- [SELECTED EXTRACT]:
On October 3, 2015, the residential mortgage lending landscape — from origination to the secondary market — changed dramatically when the Consumer Financial Protection Bureau’s (CFPB) Know Before You Owe TILA RESPA Integrated Disclosure Rule (TRID) took effect for closed-end residential mortgage loans. Our August 25, 2015, client alert addressed TRID-Related Changes to the Section 404 Notice applicable to servicers.
This client alert will discuss potential assignee liability as well as enforcement concerns under TRID. As discussed more fully below, the implications of potential liability and TRID enforcement for the creditor and the investor-assignee have far-reaching effects. Investors should work with their due diligence providers to make sure that they are adequately covered to prevent potential assignee liability. If not, investors may be setting themselves up for financial and reputational risks.
TRID consolidated the four existing disclosures required to be provided to consumers under the Truth-in- Lending Act (TILA) and the Real Estate Settlement Procedures Act (RESPA) — the initial and final Truth- in-Lending Disclosure Statement(s) (TIL), the Good Faith Estimate (GFE) and the HUD-1 Settlement Statement (HUD-1) — into the Loan Estimate and the Closing Disclosure (collectively referred to as the “Integrated Disclosures”).
Assignee Liability Under TRID
Assignee liability is a possibility under TRID, which could subject investors in mortgages to that liability. However, the application of such assignee liability under TRID needs more certainty. For assignee liability to exist, there must be a statutory private right of action. Prior to TRID, TILA provided for a private right of action for its consumer credit disclosure provisions. Remedies under TILA’s private right of action included actual damages, statutory damages up to $4,000 per violation, class action damages, attorney’s fees and court costs and administrative enforcement. RESPA, however, contained no private right of action for violations of its disclosure provisions. Violations of RESPA provisions were instead subject to enforcement action by federal and state governmental authorities, with possible civil money penalties and claims arising under state law, such as state deceptive acts and practices statutes. Notably, enforcement actions under RESPA are brought against the originator and not the assignee.
TRID is a combination of TILA and RESPA. We know that there is a private right of action and potential assignee liability for investors under TILA. We also know that there is no private right of action and assignee liability for investors under RESPA. What we do not know, however, is how the combination of TILA and RESPA may or may not allow for a private right of action and potential assignee liability for investors under TRID.

- [SOURCE EXCERPT]:

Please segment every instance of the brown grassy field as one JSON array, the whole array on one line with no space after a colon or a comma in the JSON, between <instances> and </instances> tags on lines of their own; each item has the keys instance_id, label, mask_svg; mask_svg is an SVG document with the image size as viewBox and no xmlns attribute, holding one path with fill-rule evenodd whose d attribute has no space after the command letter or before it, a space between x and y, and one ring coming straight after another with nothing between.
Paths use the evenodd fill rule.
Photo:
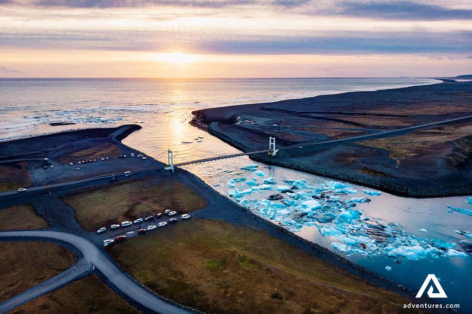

- [EXERCISE REQUIREMENTS]:
Write out the passage of the TRID client alert from "This client alert" up to and including "and reputational risks.", word for word.

- [WORKED ANSWER]:
This client alert will discuss potential assignee liability as well as enforcement concerns under TRID. As discussed more fully below, the implications of potential liability and TRID enforcement for the creditor and the investor-assignee have far-reaching effects. Investors should work with their due diligence providers to make sure that they are adequately covered to prevent potential assignee liability. If not, investors may be setting themselves up for financial and reputational risks.